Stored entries
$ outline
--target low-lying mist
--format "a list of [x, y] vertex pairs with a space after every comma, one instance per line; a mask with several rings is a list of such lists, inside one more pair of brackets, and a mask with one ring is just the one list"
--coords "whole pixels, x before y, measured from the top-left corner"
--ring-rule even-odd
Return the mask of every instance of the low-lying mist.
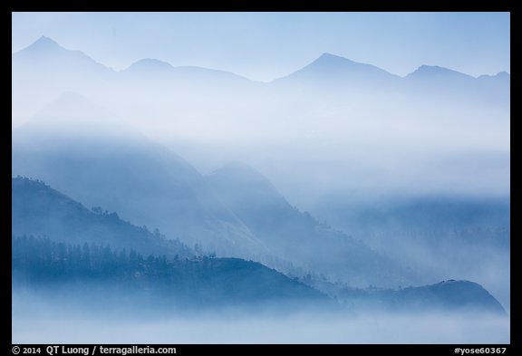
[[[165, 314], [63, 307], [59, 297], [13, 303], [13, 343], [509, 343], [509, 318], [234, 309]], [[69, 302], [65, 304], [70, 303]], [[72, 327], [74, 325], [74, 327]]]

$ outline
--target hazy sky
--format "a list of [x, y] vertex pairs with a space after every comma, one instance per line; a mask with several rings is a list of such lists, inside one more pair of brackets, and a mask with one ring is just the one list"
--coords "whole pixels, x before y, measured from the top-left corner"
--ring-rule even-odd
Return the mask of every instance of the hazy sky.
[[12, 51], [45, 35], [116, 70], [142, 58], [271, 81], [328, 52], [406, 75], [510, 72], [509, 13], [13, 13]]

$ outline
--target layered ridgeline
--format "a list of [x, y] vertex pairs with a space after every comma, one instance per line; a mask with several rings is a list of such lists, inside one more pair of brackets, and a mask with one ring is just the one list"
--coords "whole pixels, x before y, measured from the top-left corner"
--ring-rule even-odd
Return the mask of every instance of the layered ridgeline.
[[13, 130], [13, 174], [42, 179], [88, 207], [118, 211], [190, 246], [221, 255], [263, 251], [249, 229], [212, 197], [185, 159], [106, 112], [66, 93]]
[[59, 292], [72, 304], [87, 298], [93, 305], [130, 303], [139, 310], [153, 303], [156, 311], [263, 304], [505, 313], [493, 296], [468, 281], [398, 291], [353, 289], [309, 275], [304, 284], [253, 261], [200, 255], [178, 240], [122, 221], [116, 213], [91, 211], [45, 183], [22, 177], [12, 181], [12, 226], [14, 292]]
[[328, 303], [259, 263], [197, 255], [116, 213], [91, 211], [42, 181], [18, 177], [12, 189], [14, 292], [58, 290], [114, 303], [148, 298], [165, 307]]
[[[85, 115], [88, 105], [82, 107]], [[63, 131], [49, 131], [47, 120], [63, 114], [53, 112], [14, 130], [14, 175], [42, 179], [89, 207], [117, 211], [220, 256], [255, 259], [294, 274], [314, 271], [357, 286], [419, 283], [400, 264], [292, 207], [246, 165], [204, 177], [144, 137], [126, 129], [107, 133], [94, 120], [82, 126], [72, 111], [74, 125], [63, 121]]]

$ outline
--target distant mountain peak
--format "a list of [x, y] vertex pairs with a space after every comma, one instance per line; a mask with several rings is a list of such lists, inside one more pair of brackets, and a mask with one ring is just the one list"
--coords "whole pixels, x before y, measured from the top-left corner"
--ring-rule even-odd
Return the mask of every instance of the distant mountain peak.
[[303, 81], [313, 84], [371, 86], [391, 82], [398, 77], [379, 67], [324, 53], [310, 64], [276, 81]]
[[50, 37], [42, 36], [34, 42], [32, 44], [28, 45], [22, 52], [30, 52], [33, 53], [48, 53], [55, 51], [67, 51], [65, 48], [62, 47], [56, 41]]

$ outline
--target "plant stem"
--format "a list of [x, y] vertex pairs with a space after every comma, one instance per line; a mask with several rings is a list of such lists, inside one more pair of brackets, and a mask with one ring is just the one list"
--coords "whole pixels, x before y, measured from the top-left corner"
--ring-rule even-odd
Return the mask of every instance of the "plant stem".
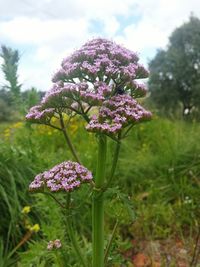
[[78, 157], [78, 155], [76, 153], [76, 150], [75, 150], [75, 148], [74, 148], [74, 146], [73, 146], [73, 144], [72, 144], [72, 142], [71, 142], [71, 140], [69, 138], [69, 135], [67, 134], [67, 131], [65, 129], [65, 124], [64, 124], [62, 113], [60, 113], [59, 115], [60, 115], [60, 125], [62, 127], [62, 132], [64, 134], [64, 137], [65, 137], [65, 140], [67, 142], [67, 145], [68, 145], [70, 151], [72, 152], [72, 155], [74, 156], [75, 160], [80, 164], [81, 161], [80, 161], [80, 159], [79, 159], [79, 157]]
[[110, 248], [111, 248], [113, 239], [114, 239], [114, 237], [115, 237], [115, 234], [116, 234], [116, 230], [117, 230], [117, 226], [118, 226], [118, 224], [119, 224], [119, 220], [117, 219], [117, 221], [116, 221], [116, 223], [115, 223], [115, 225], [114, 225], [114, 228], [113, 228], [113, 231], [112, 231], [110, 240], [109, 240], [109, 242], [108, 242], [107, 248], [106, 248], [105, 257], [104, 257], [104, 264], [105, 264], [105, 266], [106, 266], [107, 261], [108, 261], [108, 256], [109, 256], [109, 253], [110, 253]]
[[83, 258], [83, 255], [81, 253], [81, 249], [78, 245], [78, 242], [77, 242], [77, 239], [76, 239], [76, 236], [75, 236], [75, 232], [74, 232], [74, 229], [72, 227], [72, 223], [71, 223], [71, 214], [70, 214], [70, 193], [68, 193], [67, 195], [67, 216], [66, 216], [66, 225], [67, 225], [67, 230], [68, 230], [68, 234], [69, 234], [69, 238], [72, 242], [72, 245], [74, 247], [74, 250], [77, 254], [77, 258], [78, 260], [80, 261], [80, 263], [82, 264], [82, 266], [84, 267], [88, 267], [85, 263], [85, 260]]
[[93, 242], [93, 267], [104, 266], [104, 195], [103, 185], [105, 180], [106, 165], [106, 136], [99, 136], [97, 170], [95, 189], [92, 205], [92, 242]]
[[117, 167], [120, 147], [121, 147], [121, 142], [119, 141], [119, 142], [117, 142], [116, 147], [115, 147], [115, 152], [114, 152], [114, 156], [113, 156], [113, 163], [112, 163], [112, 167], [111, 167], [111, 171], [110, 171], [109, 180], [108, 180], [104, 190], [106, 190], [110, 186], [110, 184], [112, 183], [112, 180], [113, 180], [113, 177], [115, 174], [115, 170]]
...
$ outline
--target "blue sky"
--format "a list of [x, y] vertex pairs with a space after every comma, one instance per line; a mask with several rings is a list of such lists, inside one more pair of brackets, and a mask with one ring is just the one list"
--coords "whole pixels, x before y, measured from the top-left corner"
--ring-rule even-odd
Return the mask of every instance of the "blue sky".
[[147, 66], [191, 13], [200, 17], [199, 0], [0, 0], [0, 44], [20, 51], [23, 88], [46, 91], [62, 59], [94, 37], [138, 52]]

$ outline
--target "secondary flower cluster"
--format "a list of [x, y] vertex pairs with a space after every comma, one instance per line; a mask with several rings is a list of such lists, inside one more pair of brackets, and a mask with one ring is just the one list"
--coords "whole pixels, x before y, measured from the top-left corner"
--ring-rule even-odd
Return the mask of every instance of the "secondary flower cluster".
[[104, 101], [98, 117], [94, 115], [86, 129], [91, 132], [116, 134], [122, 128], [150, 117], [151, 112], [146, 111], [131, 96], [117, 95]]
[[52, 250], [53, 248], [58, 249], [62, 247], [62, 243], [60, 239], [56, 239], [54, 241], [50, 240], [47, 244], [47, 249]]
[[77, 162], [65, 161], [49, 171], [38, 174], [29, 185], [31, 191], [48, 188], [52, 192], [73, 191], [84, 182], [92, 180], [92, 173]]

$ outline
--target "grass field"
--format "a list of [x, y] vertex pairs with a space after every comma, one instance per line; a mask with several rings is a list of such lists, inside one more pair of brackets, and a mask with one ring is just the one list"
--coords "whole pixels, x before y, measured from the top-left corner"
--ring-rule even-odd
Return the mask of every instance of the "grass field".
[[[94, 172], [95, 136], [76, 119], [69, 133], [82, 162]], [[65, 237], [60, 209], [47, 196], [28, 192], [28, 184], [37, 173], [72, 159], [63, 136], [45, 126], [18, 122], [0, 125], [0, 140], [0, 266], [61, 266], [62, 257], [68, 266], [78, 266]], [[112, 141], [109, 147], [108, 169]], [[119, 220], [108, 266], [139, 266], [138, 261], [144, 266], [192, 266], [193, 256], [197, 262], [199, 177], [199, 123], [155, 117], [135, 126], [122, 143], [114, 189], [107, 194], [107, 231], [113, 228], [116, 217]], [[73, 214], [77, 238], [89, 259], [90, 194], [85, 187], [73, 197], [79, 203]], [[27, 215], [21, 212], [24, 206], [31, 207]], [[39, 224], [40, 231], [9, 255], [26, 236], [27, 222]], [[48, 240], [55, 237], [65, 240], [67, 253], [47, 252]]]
==
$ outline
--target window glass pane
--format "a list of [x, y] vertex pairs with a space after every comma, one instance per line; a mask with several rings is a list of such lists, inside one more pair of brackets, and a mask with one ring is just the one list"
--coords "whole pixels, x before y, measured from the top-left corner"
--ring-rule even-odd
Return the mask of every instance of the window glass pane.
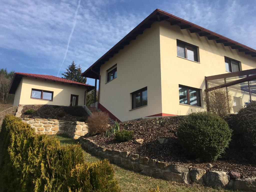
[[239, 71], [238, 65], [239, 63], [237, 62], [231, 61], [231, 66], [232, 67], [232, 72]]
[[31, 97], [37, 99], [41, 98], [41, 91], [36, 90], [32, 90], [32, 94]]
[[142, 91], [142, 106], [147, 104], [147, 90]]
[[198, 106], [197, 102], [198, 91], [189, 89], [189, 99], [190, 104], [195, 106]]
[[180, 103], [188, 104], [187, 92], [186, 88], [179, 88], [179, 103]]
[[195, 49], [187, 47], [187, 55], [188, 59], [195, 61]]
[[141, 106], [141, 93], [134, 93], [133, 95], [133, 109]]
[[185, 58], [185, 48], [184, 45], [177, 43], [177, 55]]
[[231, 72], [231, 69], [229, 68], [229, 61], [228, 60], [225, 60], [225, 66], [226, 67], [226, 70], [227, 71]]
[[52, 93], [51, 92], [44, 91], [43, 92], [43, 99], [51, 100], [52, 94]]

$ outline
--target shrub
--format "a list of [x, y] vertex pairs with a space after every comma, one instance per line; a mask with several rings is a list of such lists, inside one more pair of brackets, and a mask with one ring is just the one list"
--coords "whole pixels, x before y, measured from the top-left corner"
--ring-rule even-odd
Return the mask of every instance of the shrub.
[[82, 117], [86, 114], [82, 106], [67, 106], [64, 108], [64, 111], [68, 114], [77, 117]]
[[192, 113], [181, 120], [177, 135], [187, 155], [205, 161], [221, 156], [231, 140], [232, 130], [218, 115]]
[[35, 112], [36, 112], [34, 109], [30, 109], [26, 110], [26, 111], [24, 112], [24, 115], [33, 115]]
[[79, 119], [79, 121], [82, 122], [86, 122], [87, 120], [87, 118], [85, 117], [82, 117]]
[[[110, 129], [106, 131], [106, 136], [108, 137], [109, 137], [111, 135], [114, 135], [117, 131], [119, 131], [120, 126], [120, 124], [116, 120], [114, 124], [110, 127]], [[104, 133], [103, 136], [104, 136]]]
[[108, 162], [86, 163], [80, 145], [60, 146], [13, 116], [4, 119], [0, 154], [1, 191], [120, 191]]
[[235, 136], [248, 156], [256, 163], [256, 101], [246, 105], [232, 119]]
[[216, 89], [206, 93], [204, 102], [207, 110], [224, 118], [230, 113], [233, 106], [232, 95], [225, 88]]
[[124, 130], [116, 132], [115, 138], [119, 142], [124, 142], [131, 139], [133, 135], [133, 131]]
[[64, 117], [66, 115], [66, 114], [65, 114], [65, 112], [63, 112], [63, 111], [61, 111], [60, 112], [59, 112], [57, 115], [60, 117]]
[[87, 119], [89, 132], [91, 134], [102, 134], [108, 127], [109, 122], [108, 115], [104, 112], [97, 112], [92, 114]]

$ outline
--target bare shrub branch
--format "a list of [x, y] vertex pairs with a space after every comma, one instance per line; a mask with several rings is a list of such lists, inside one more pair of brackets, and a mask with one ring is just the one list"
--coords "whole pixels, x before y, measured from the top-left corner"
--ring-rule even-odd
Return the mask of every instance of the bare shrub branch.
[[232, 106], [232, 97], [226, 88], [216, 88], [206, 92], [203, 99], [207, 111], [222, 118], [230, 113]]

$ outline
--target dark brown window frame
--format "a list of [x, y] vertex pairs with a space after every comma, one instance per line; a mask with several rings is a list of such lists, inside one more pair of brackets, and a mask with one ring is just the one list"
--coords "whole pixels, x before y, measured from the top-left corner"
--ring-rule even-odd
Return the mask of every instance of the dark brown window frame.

What is required:
Gather every line from the rows above that contains the word "blue".

Written answer:
--target "blue sky"
Return the mask of every instance of the "blue sky".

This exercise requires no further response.